> _Objetivo da tarefa_
Transcreva, do relato sobre o bairro Rangel, o trecho que vai de "É na venda e" a "o povo medir.".

> _Texto selecionado_
━━━━━━━━━━━━━━━━

AQUILO QUE NÃO ERA QUILO


A presente narrativa tem enquadramento nos anos oitenta do século XX, em Luanda. O bairro é Rangel, ao Kaputu, rua de Ambaka,congregando catetenses, há muito instalados; Kwanza-sulinos, novos e antigos no bairro; malanjinos e kwanza-nortenses contados a dedos. Nortenses do Uije e Zaire não havia. Se houve, eram muito insignificantes.

A actividade principal das senhoras era ser "dona de casa", algumas com registo no Bilhete de Identidade como profissão, e revender géneros alimentícios adquiridos em primeira instância nas "lojas do povo" ou na kandonga dos desviadores de "géneros do povo".
 
E nós, crianças desse tempo, vivíamos a nossa época do melhor jeito que ela permitia: corridas de jante e de pneus, jogar e caçar castanhas de caju, caça de "gaffas" junto à linha férrea, recolha de cereais perdidos pelo comboio do Mbungu-Kikolu para alimentar os pombos e apanha de metades terminais de cana vinda de Malanje e outras paragens desconhecidas. Não preciso de citar, dentre os deveres, a escola obrigatória, a explicação para alguns e enfrentar as filas dos "supermercados", depósitos de pão, talhos, peixarias, lojas do gás, entre outros serviços delegados pelas mães, que se ocupavam da venda, e pelos papás que trabalhavam na baixa e noutras paragens para garantir o cartão de abastecimento mensal (era amarelinho, com os doze meses registados e uma lista de bens perecíveis, não perecíveis e os electrodomésticos que nunca vinham).
 
É na venda e revenda, entre lojas e bancadas, que surgia aquilo que não era quilo.

A balança calibrada e fiscalizada tinha ficado encerrada na cantina do colono expulso. O que surgia "era tudo do povo". O povo mandava e desmanchava. O povo era quem mais ordenava e as coisas (algumas do tempo da senhora expulsa) estavam sendo ignoradas, pois algures se dizia que "o homem novo traria coisas novas". Daí que as lojas tinham balanças para o povo ver e nos mercados e bancadas fazia-se a vida com latas e kandimbas para o povo medir.
 
É assim: nas lojas, as balanças faziam o "faz de contas". Os ensacáveis como arroz, açúcar, sal, feijão e outros cereais, quando os houvesse, era encontrados já nas montras com a indicação de xis quilos. Muitas vezes não correspondiam, mas eram os quilos declarados e levados pelo comprador. Era a loja do povo e ponto final.

━━━━━━━━━━━━━━━━

> _Linhas de anotação de coordenadas_
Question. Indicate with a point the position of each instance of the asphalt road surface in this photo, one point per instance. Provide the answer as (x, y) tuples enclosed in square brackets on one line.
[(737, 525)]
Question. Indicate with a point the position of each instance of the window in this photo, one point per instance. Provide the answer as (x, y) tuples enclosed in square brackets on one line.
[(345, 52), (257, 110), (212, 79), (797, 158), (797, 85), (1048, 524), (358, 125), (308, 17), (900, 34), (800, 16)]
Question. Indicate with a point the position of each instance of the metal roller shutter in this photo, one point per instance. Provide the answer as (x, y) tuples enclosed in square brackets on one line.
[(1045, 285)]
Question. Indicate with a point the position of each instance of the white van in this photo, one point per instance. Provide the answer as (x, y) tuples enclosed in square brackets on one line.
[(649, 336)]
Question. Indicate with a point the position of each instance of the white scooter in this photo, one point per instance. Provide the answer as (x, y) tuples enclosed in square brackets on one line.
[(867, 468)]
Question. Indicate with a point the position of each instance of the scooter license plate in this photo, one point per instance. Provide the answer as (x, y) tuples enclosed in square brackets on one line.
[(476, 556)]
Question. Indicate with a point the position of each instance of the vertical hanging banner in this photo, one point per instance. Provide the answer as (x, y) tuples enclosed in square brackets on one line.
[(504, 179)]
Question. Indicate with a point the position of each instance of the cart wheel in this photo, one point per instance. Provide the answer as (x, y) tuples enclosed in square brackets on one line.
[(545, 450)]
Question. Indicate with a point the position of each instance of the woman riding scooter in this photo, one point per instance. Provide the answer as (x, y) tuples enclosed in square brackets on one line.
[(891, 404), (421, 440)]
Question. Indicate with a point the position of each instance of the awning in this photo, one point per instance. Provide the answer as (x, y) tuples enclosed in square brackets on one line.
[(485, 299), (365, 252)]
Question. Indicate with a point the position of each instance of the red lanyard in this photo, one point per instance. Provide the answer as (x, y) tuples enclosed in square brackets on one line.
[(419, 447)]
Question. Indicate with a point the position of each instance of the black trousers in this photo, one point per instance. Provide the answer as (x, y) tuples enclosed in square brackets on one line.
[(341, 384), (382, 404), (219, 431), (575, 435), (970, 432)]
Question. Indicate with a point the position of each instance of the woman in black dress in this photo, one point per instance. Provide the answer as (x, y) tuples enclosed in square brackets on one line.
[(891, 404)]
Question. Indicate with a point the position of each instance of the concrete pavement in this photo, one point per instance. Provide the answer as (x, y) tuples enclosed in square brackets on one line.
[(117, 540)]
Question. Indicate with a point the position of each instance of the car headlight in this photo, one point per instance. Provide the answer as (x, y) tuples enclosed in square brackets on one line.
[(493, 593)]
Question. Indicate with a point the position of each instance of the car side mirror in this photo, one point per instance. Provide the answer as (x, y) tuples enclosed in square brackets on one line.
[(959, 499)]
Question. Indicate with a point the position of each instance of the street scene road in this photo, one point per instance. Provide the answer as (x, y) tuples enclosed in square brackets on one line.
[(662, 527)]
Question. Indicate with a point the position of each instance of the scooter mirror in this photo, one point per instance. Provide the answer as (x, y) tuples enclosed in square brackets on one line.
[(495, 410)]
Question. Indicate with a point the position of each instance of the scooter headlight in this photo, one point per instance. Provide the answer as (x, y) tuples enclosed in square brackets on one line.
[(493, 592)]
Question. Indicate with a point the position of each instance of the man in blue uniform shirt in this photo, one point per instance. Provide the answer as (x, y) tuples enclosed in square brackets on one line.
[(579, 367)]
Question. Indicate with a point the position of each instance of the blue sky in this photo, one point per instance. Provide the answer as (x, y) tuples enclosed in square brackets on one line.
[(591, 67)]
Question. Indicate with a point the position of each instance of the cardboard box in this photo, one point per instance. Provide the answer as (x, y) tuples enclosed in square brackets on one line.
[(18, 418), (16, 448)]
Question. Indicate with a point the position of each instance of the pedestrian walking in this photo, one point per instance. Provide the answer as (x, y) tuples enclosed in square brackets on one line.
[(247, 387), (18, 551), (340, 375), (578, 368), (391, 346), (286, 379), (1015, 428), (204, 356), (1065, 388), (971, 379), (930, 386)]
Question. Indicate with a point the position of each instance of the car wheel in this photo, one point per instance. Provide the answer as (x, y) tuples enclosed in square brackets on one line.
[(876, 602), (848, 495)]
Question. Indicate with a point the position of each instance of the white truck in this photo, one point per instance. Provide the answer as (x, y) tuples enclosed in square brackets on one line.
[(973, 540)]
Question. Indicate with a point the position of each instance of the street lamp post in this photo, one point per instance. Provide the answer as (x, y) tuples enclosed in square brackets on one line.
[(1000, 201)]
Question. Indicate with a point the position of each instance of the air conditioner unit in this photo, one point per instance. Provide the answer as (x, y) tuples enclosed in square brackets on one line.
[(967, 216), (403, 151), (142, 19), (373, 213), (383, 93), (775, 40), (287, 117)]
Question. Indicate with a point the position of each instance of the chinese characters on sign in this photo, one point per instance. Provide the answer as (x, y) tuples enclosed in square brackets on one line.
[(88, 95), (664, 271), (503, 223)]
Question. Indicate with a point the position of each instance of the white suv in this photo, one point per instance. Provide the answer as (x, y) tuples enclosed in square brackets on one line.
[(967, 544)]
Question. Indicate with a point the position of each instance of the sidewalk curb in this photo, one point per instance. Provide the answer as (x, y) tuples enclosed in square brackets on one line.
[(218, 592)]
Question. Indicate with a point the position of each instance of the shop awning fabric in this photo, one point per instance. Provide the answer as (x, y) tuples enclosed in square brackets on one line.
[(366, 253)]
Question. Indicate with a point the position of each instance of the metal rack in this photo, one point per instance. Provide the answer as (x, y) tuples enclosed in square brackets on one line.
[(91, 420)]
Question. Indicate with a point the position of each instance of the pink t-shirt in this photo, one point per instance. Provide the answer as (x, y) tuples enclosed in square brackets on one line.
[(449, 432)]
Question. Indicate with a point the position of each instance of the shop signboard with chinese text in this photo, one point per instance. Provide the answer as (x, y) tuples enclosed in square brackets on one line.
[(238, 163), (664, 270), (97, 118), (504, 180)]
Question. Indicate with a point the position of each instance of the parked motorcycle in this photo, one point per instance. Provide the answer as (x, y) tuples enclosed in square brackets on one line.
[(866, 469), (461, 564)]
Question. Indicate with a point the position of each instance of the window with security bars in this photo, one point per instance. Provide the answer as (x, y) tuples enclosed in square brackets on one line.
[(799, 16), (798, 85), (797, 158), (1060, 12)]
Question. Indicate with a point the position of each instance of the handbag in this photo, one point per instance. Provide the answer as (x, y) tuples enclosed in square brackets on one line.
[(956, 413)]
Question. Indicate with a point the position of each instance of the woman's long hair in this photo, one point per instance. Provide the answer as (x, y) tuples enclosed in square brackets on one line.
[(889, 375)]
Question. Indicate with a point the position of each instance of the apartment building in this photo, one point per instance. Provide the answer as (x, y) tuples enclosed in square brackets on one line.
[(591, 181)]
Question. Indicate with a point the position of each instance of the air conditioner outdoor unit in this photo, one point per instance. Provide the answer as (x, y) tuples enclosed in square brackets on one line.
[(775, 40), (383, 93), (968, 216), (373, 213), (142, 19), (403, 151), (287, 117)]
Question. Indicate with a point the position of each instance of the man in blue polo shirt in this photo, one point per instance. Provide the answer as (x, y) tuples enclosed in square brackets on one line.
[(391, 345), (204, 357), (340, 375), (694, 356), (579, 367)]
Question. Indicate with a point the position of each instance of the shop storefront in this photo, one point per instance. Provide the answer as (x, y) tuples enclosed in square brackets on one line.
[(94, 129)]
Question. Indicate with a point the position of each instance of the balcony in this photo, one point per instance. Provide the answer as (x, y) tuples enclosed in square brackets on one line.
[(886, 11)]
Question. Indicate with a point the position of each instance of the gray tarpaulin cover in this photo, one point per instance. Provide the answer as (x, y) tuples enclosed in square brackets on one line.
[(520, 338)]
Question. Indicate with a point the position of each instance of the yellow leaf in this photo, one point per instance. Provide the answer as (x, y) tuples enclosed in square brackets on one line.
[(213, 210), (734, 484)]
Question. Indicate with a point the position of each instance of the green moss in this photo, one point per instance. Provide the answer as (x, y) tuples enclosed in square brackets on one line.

━━━━━━━━━━━━━━━━

> _Resposta à tarefa_
É na venda e revenda, entre lojas e bancadas, que surgia aquilo que não era quilo.

A balança calibrada e fiscalizada tinha ficado encerrada na cantina do colono expulso. O que surgia "era tudo do povo". O povo mandava e desmanchava. O povo era quem mais ordenava e as coisas (algumas do tempo da senhora expulsa) estavam sendo ignoradas, pois algures se dizia que "o homem novo traria coisas novas". Daí que as lojas tinham balanças para o povo ver e nos mercados e bancadas fazia-se a vida com latas e kandimbas para o povo medir.